Selected passage:
☆ ☆ ☆

Lots of things seem to get slower as we age. Our collagen production slows and our skin sags because of it. Our metabolism slows and we gain weight easier. Our movement slows from a healthy gait to an eventual shuffle. Our brains take longer to solve the daily Atlanta Journal-Constitution crossword.
Even our skin cells don’t shed themselves with the same frequency as they did when we were young. This buildup makes the skin wrinkled, blotchy, and can make it appear somewhat drab. A chemical peel with Dr. Laura Beaty can force some of those skin cells to shed again, rejuvenating the skin as it did in your younger days.
The goal is to remove the top layers of the skin, exposing unlined, new skin beneath. At Beaty Facial Plastic Surgery, we do mostly light and medium chemical peels that use naturally occurring acids, leaving more aggressive skin procedures to our lasers.
What can be addressed with chemical peels?
- Reduce and diminish the appearance of fine lines and wrinkles
- Improve skin tone
- Decrease discoloration
- Reduce the appearance of dark areas from pregnancy or birth control pills
- Treat certain forms of acne
- Improve the appearance of minor scars
- Decrease the prominence of sun spots and other sun damage
How do we do chemical peels at Beaty?

☆ ☆ ☆

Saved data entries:
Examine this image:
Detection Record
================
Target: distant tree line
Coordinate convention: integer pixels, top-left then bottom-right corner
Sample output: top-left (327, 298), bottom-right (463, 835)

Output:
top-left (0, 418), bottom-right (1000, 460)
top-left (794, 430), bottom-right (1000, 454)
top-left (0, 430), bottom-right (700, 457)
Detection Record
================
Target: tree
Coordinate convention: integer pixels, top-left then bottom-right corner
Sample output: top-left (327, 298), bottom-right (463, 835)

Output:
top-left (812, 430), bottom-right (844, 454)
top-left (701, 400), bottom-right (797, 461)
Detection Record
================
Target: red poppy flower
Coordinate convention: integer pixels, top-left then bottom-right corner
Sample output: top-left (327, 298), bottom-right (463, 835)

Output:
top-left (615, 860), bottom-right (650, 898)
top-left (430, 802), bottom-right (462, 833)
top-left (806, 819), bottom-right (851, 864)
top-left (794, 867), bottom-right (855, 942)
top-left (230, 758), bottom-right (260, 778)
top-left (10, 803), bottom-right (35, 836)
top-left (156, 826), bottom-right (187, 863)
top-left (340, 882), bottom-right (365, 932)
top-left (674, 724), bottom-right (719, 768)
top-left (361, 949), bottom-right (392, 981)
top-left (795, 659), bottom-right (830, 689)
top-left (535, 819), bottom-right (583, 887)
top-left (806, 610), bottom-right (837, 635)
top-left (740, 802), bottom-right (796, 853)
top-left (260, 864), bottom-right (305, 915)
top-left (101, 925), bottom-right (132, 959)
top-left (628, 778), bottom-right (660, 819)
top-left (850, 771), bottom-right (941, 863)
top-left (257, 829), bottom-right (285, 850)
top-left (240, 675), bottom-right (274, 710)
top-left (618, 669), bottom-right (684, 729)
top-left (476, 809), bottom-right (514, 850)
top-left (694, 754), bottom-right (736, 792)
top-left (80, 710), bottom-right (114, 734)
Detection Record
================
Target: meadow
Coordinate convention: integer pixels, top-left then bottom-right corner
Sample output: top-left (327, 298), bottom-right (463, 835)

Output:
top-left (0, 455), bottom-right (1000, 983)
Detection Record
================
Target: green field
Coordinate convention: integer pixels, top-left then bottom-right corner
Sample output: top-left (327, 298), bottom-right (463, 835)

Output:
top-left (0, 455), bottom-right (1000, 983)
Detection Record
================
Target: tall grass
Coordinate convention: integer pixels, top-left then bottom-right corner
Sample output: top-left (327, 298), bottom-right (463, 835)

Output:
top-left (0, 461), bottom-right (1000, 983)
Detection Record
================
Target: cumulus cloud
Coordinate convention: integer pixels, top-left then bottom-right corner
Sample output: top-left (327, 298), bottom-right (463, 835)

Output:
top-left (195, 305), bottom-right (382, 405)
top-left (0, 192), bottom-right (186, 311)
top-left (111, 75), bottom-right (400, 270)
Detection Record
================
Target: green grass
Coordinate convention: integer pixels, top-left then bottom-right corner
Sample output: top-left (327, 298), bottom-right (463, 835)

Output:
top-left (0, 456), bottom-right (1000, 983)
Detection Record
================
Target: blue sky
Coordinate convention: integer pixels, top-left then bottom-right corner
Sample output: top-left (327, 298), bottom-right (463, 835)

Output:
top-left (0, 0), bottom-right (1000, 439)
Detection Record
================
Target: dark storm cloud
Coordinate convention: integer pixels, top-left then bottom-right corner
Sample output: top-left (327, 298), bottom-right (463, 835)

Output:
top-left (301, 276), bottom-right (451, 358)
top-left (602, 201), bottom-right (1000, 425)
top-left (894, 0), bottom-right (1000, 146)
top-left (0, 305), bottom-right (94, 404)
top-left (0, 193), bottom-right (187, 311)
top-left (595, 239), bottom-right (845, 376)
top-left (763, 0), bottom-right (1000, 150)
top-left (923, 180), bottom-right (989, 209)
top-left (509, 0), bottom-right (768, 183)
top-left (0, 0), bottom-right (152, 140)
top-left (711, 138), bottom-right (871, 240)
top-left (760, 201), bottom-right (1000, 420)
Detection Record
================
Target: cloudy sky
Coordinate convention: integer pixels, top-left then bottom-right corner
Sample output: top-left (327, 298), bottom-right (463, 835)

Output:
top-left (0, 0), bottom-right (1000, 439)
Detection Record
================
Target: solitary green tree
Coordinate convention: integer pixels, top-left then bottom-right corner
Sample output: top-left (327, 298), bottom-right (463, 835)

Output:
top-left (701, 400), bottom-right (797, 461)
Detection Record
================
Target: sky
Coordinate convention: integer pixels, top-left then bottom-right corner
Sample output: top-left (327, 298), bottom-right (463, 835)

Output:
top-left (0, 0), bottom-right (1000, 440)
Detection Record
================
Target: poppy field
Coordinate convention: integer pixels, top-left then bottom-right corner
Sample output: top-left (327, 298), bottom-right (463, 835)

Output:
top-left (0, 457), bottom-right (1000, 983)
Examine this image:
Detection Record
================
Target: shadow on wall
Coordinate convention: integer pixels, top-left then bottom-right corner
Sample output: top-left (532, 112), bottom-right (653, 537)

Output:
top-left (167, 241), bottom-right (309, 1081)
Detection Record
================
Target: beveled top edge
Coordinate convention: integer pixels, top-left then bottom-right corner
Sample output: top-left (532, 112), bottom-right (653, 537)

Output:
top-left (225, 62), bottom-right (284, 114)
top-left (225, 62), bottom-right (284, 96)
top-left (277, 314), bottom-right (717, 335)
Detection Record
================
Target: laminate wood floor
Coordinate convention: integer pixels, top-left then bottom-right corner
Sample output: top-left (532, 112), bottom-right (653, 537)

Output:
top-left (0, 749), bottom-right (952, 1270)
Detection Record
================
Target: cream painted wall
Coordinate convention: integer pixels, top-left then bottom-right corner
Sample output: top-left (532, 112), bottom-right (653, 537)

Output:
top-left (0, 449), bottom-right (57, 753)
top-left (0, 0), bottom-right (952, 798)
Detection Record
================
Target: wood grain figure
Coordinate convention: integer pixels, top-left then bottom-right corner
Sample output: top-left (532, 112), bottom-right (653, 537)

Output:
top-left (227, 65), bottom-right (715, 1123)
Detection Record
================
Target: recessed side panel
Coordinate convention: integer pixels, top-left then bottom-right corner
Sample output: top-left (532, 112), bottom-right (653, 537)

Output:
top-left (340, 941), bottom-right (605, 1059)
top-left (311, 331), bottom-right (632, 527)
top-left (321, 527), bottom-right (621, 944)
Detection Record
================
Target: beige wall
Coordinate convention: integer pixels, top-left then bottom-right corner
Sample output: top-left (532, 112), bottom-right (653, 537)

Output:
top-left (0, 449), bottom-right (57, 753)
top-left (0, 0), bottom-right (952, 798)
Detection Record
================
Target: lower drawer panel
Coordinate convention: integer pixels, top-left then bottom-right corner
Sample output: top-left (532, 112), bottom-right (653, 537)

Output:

☆ ☆ ☆

Exercise requirements:
1. According to the text on chemical peels, why does skin tend to look wrinkled and drab as we age?
2. Continue the text on chemical peels from the point where it stops.

Expected results:
1. As we age, skin cells stop shedding as often as they did when we were young. The buildup of old cells makes the skin wrinkled and blotchy and can make it look somewhat drab.

2.
The concept behind a chemical peel is to apply a chemical to the facial skin and then allow that chemical to penetrate the layers of the skin, causing peeling in a few days.
At your appointment, your skin is first thoroughly cleaned and your eyes and hair are protected. We then apply the chemical solution to your treatment areas. The solution and its duration on your skin are dependent on the patient’s individual skin conditions. Generally we use glycolic, salicylic acid, or lactic acid for light peels and trichloroacetic acid for medium peels.
Chemical peels vs. laser resurfacing
We offer both chemical peels and various forms of laser resurfacing at Beaty Facial Plastic Surgery and believe both areas can benefit our patients. We don’t perform many deep peels any longer, however. We feel they involve too much risk of scarring and pigmentation problems.